23 сентября в поселке Балаганск в Иркутской области школьник ударил одноклассников молотком — пострадали три подростка. Нападавшего, как сообщил министр образования Иркутской области Максим Парфенов, остановил учитель физкультуры.
Ровно за неделю до этого, 16 сентября, в Челябинске подросток напал с молотком и ножом на учеников своей школы. Он ранил трех сверстников — двух девочек и мальчика — и учительницу химии и биологии, которая пыталась его обезоружить. Педагог попала в больницу с закрытой черепно-мозговой травмой и переломом пальцев.
В тот же день, 16 сентября, в подмосковной Ивантеевке эвакуировали учеников школы № 2. «Ничего не случилось, всё хорошо, всё в рабочем порядке. Учения», — сообщили MSK1.RU в учреждении.
Семь лет назад, 5 сентября 2017 года, в той же Ивантеевке девятиклассник Михаил Пивнев напал с винтовкой, бутылками с зажигательной смесью, кухонным топориком и самодельными взрывными устройствами на школу «Образовательный центр № 1». Пострадали четыре человека: учительница информатики Людмила Калмыкова — подросток ударил ее по голове топориком, а затем выстрелил женщине в лицо — и трое одноклассников Михаила, которые, испугавшись, выпрыгнули из окна второго этажа.
Людмила Калмыкова, раненая, некоторое время удерживала дверь кабинета, когда Михаил пытался туда вернуться. Это позволило детям, оставшимся в классе, успеть спрятаться в лаборантской.
Корреспондентка MSK1.RU встретилась с педагогом, чтобы узнать, что она думает о нападениях детей и подростков на учебные заведения и как случившееся семь лет назад повлияло на ее жизнь.
«Не были сделаны никакие выводы»
— Людмила Юрьевна, в интервью «Электронной Ивантеевке» у вас спросили, что вами двигало, когда вы помогали детям и сдерживали Мишу. Тогда вы ответили: «Я нужные книги в детстве читала, наверное…» А что вы читали в детстве?
— Фраза не моя, как вы понимаете. Это из «Баллады о борьбе» Владимира Высоцкого. Собственно говоря, это была просто цитата, а если серьезно, у нас (людей, чье детство пришлось на 80-е. — Прим. ред.) еще были такие понятия, как честь, долг, совесть. Мы читали «Айвенго» Вальтера Скотта. Мы смотрели «Гостью из будущего» (рейтинг 6+. — Прим. ред.) и плакали из-за бедного Вертера. Он ведь не обязан был этого делать. Он робот. Но почему-то пацаненка спас (по сюжету фильма Вертер жертвует собой, чтобы спасти мальчика Колю от космических пиратов. — Прим. ред.). Почему? Хороший вопрос. Мы росли на военных фильмах. В них тоже было не принято подставлять других.
Меня так воспитали. Поймите правильно, жить с мыслью, что ты ушла, а дети остались… очень тяжело. Я посчитала нужным дать детям возможность спрятаться. Всё как-то само собой получилось. В таких ситуациях, наверное, всё равно действуешь. На то, чтобы стоять и рассуждать, что будет дальше, просто нет времени. А первое, что приходит в голову, — то, что заложено в нас в детстве. Хотим мы этого или нет. У меня — вот это. Нет, я не герой. Окажись я еще раз в такой ситуации, не знаю, как бы поступила.

● Показанные записи
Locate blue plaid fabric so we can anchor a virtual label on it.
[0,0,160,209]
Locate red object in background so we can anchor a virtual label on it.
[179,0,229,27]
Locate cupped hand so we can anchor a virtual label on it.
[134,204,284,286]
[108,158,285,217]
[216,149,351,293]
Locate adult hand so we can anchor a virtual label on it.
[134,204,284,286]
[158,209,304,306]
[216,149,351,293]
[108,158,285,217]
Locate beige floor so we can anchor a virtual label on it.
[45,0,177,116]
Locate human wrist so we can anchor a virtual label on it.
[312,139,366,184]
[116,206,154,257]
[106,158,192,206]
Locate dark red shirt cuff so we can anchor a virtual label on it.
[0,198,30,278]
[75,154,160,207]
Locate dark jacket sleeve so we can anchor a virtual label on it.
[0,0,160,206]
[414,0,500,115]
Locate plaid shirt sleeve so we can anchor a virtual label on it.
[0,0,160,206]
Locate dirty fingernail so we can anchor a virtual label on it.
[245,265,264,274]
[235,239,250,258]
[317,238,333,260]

● Задание
Продолжите интервью с учительницей Людмилой Калмыковой, начав сразу после ее последней реплики.

● Итоговый ответ
— Те, кто пережил страшное событие — нападение в школе, теракт — часто говорят: кажется, будто оно было вчера, не прошло пяти, десяти, двадцати лет. У вас есть такое ощущение?
— Нет, я бы так не сказала, в обычной жизни уже не вспоминаешь. Это помещено в очень далекие глубины памяти. Потому что если всё время прокручивать в голове, то как жить-то дальше? Но оно всё равно всплывает [в памяти] каждый раз, когда случается то, что было в Перми, Брянске, Керчи, Челябинске… Господи, пальцев рук не хватит, чтобы перечислить все эти случаи (нападения на учебные заведения. — Прим. ред.).
И обратите внимание: это только те, что стали известными. В моем случае всё вышло на поверхность, потому что в тот день рядом была оператор (телеканала Ивантеевки. — Прим. ред.), снимавшая детей. Она меня засняла, весь этот треш, мой крик.
Возможно, благодаря сюжету на телевидении история была раскручена. А так, скорее всего, ее бы замяли. Когда я лежала в больнице, ко мне приходили «доблестные» сотрудники полиции, просившие дать показания, в которых топорика и ружья не было, а был игрушечный пистолет, и вообще я сама головой ударилась и всё придумала. Удалось их убедить, что они неправы.
— После Ивантеевки в России учащиеся десятки раз нападали в учебных заведениях. Почему, как вы думаете, это повторяется?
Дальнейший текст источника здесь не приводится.